Exercise requirements — Examine each line of the data. Copy the line if it includes the word "below".

[Data to examine — start]

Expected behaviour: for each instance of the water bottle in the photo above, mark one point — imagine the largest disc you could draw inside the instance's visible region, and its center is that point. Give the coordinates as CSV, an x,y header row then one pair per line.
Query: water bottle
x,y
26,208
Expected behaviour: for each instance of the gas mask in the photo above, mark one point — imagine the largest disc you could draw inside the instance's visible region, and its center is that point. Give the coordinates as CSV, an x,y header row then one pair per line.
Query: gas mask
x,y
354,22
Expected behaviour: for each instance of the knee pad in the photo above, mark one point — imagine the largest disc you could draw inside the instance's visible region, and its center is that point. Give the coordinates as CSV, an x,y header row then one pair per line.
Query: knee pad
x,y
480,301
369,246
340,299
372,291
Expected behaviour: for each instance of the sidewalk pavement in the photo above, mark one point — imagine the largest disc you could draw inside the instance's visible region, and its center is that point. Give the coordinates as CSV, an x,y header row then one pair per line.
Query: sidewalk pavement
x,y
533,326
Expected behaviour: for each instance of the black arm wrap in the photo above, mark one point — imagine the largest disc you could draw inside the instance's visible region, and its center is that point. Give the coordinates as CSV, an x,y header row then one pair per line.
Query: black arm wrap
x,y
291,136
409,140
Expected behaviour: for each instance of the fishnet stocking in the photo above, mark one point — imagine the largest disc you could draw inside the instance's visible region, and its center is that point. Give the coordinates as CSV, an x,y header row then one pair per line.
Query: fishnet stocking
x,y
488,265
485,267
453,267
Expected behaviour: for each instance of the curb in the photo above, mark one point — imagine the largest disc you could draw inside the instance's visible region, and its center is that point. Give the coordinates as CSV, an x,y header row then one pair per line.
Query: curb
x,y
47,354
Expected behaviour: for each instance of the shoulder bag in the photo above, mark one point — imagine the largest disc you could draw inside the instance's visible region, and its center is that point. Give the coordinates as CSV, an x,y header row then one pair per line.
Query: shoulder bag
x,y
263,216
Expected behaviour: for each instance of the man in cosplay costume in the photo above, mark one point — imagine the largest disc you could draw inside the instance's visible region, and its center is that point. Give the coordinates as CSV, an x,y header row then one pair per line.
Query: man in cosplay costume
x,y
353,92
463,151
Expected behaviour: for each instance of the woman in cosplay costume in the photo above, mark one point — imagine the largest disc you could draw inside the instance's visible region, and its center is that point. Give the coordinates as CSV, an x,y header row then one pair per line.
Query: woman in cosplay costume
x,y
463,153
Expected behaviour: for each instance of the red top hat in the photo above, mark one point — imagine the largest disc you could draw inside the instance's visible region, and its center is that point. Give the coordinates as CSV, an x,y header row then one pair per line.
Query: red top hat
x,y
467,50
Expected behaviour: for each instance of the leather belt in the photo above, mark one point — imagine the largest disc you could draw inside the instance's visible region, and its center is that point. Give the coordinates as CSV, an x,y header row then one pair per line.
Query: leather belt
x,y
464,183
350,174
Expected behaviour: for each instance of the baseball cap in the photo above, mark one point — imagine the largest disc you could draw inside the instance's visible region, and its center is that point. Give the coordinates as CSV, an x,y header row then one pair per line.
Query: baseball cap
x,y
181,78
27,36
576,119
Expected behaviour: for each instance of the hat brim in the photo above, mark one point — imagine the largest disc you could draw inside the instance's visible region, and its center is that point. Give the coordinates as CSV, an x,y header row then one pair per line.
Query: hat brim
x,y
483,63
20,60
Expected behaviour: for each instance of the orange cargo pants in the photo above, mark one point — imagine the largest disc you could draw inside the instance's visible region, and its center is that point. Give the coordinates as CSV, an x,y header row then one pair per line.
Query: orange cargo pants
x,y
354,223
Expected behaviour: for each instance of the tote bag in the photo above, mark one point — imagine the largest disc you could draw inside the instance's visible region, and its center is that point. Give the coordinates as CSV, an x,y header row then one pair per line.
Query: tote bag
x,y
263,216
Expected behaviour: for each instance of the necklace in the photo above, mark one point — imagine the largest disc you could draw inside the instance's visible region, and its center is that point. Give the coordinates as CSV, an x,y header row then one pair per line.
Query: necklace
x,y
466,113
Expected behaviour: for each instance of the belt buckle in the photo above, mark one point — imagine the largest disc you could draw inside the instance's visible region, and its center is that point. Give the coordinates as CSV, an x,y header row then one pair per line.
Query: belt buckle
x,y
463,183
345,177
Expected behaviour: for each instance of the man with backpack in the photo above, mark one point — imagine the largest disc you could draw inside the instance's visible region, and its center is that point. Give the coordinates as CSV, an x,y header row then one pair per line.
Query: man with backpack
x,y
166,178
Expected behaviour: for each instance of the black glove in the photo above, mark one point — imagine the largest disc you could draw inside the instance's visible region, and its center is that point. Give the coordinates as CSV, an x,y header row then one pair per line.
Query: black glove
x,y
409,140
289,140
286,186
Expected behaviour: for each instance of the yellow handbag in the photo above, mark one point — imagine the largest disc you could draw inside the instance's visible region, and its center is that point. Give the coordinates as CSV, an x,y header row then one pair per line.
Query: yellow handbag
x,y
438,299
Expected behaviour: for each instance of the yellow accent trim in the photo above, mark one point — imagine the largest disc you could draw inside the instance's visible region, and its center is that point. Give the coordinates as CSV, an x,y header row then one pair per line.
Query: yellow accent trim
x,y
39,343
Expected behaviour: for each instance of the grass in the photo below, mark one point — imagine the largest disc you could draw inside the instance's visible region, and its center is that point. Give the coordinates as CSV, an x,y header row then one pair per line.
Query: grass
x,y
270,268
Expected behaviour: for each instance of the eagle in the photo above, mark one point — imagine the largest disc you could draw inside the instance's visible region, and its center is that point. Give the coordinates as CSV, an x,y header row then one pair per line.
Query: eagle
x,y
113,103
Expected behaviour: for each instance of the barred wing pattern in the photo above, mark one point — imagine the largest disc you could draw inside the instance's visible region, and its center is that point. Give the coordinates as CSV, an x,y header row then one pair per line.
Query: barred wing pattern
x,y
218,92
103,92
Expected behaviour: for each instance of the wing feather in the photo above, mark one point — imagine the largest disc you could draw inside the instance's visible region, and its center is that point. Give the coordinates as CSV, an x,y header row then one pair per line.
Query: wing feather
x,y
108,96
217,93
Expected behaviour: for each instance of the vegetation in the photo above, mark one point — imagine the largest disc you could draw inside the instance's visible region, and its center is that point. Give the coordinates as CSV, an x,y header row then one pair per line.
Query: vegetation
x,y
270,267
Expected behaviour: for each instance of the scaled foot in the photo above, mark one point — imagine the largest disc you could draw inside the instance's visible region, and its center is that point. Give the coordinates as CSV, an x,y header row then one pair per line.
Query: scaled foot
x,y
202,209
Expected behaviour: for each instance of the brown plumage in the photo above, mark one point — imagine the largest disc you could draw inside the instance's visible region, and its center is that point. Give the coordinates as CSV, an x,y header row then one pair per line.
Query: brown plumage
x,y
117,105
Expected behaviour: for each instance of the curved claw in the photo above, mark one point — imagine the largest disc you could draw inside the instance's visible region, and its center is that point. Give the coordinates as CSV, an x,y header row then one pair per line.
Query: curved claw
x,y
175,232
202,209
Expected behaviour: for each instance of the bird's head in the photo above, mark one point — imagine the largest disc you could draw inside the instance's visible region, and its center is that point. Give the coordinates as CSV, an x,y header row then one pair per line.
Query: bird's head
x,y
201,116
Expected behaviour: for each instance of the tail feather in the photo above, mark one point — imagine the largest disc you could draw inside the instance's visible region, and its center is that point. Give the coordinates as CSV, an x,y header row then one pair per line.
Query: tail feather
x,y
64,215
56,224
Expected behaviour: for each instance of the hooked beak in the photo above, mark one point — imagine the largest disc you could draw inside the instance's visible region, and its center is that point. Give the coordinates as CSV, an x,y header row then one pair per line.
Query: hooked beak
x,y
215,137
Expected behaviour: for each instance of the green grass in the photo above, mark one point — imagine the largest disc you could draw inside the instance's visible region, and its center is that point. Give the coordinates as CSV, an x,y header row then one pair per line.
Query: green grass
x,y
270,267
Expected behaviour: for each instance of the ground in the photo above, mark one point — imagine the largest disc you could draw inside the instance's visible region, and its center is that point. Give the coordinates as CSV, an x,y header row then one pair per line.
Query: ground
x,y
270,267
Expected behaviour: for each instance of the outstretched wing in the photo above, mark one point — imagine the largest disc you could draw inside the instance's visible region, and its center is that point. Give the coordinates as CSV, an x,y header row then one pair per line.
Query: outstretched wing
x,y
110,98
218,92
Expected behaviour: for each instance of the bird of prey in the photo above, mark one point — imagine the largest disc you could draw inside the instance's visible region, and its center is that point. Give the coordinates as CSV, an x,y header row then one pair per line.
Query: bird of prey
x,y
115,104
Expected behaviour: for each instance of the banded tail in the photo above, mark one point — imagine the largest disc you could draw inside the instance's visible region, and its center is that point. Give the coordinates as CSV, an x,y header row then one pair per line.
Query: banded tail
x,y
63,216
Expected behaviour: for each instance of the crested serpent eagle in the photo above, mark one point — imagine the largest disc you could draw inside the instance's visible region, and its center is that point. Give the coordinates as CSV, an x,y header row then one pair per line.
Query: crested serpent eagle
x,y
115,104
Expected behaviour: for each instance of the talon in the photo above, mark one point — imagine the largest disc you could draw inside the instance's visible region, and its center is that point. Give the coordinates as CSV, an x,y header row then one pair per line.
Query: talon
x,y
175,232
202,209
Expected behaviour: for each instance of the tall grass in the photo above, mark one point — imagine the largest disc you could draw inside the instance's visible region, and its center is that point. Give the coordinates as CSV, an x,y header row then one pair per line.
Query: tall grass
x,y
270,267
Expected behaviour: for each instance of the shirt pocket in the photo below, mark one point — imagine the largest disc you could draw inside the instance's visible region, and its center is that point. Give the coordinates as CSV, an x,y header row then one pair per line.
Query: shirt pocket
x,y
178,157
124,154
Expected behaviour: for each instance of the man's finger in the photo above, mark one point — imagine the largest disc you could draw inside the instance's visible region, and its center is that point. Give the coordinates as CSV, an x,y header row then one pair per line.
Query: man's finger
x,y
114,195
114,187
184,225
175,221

[Data to examine — finish]

Written answer —
Expected behaviour: for each instance of the grass in the photo below, mark one point — imagine the largest disc you could draw inside the instance's visible region, and its center is that point. Give the coordinates as CSV, an x,y header row then one pair per line.
Expected behaviour: for each instance of the shirt pocket in the photo below, mark one point — imagine the largest disc you could draw inside the instance's visible region, and its center is that point. Give the coordinates as CSV, an x,y header row then one pair per line.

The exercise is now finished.